◆ Given records

________________________________________

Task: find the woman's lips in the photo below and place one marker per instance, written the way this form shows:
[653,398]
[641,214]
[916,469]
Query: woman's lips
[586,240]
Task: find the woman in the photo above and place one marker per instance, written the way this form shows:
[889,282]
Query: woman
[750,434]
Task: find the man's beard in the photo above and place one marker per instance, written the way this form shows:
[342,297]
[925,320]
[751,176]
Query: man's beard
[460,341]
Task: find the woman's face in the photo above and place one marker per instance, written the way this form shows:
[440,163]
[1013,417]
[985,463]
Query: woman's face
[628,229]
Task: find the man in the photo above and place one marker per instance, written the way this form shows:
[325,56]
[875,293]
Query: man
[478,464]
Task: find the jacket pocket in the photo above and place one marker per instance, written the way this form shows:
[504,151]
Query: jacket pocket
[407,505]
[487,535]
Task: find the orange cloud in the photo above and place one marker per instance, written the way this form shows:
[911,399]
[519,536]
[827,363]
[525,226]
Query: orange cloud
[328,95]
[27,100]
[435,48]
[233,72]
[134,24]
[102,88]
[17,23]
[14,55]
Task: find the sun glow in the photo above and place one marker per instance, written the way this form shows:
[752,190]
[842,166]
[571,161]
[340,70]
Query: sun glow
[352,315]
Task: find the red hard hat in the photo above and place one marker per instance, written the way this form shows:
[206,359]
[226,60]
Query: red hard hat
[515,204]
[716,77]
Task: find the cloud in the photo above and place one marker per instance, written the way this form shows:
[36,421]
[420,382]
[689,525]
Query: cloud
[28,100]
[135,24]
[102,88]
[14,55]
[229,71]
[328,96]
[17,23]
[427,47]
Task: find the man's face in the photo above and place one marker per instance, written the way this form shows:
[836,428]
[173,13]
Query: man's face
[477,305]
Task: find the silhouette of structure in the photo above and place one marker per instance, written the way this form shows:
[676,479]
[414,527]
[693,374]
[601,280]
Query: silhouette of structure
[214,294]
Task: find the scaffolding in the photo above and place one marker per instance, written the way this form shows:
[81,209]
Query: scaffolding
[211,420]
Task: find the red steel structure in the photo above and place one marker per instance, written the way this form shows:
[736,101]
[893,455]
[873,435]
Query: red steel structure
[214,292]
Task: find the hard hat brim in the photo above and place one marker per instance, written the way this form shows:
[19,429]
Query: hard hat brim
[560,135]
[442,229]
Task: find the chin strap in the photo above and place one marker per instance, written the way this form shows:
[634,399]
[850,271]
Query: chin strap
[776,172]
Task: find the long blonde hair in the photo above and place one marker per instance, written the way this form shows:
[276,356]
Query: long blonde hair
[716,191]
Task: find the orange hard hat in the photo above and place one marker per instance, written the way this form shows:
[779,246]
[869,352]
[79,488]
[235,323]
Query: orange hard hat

________________________________________

◆ Assignment
Retype the listing above, exactly and in full.

◆ Answer space
Task: find the woman's lips in the photo below and place one marker per instance, written the way this form shows:
[653,398]
[641,214]
[916,469]
Query: woman's lips
[586,240]
Task: find the woman in the photo above and place one marker per instance, written the way this form shows:
[889,282]
Query: woman
[750,434]
Task: find the man's beard in the photo above and place one marker per instance, written the way this form shows:
[342,297]
[925,320]
[751,176]
Query: man's beard
[460,341]
Task: find the woman's face in the photo above and place one marker per instance, written the way this form shows:
[440,163]
[1013,417]
[985,463]
Query: woman's face
[628,229]
Task: find the man in the photo above and place one marker per instance, written the way this form shows:
[325,56]
[875,293]
Query: man
[478,464]
Task: find the jacket pocket in the photo above and place one marker per instance, written the way this form shows:
[504,151]
Query: jacket pocket
[407,505]
[487,535]
Task: find the orange cloud in the photo above and place one marker per instance, written the way this form shows:
[911,399]
[519,536]
[827,363]
[525,226]
Query: orange cloud
[328,95]
[27,100]
[435,48]
[233,72]
[134,24]
[102,88]
[17,23]
[14,55]
Task: find the sun glow in the photo above and place one marker per instance, written the way this form shows:
[752,190]
[842,166]
[571,161]
[340,70]
Query: sun glow
[352,315]
Task: find the red hard hat in the photo above and place one marker per instance, written the way this form shows:
[206,359]
[226,60]
Query: red hard hat
[515,204]
[716,77]
Task: find the cloud in the photo above and place one marker per instance, written the way this form shows:
[36,421]
[420,382]
[689,525]
Query: cloud
[28,100]
[135,24]
[102,88]
[14,55]
[229,71]
[328,96]
[17,23]
[427,47]
Task: find the man's face in the photo above and place one marker per instance, written the way this form shows:
[836,428]
[173,13]
Query: man's face
[477,305]
Task: find the silhouette of structure in the photo above and place one marker per instance, written the way this form shows:
[676,479]
[414,527]
[693,374]
[601,280]
Query: silhouette of structure
[214,294]
Task: find the scaffolding in the photo above and place one marker per instance, written the way this form shows:
[81,209]
Query: scaffolding
[211,420]
Task: find the red steel structure in the photo above and place one marker per instance, written the way this form shows:
[736,101]
[893,455]
[873,435]
Query: red steel structure
[214,292]
Task: find the hard hat brim in the photo above and place one marker per instance, written the way this form shows:
[19,429]
Query: hard hat brim
[560,135]
[442,229]
Task: find the chin strap in the photo above and place one marker per instance, written the way this form shows:
[634,399]
[850,271]
Query: chin strap
[776,172]
Task: find the long blonde hair in the photo above and place one marker per instance, written the way this form shows:
[276,356]
Query: long blonde hair
[716,191]
Task: find the orange hard hat in the photo above and place one marker per instance, written the way this form shows:
[779,246]
[869,352]
[79,488]
[235,323]
Query: orange hard hat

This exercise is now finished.